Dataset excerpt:
====

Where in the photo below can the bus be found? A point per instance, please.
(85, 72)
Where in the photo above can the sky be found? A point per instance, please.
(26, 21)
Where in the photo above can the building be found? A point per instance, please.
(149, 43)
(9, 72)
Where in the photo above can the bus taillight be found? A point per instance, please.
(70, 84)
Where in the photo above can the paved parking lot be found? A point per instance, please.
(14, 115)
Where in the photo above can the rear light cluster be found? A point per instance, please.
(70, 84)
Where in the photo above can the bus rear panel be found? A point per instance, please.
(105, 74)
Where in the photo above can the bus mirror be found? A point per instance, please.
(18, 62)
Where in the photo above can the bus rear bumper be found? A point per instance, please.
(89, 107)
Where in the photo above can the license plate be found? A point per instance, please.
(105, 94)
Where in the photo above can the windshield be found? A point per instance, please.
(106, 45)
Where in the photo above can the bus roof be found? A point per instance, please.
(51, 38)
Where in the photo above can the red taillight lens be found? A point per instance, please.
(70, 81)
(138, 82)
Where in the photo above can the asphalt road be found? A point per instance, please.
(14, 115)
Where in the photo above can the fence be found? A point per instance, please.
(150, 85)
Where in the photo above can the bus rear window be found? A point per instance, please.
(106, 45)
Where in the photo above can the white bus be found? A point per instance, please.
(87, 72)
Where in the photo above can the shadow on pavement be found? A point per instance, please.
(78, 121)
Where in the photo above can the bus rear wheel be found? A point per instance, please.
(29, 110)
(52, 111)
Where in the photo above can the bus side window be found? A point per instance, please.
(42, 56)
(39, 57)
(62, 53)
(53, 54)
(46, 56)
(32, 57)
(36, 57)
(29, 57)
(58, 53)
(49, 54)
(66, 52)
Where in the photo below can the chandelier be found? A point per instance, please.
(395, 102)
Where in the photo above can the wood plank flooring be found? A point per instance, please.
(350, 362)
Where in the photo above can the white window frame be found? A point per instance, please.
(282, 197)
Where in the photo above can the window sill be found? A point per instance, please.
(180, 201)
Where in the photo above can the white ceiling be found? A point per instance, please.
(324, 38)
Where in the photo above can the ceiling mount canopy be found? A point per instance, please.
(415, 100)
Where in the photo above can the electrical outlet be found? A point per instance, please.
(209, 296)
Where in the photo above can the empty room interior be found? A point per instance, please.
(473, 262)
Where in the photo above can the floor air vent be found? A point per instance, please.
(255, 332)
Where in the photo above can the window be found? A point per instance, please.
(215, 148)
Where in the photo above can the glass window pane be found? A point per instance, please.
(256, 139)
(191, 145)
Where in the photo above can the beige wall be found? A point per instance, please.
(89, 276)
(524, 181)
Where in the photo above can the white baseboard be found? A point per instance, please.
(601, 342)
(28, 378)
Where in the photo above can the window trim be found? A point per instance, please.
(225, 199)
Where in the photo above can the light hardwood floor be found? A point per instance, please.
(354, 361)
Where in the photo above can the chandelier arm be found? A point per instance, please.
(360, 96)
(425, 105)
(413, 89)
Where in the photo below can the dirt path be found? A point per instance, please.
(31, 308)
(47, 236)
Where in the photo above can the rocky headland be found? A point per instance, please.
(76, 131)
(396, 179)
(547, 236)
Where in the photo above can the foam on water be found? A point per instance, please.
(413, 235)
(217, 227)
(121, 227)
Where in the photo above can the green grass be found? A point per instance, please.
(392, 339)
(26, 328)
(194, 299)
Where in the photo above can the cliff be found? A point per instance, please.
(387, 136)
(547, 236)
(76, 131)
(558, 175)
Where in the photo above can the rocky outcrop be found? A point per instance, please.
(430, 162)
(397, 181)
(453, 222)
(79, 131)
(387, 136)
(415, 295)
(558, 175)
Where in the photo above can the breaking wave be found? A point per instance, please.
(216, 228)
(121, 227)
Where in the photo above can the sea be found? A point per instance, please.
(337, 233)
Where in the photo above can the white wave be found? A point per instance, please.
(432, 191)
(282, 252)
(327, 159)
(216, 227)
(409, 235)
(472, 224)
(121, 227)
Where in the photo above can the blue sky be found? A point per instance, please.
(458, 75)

====

> [STATED EXERCISE]:
Exactly and only the lines from the one containing "Where in the photo above can the rocky outcrop" through the end of the material are to be reproduced, both ends included.

> [FULL RESPONSE]:
Where in the photo above can the rocky outcrop be found? A point per instance, please.
(430, 162)
(397, 181)
(453, 222)
(79, 131)
(387, 136)
(415, 295)
(558, 175)
Where in the photo above can the breaking wave be found? A point per instance, please.
(216, 228)
(121, 227)
Where in the photo above can the sea be found? A point per instance, please.
(337, 233)
Where in the photo above can the white wave be found? A point per instance, please.
(432, 191)
(282, 252)
(327, 159)
(216, 227)
(409, 235)
(472, 224)
(121, 227)
Where in the photo above can the blue sky be found? A point per instance, please.
(458, 75)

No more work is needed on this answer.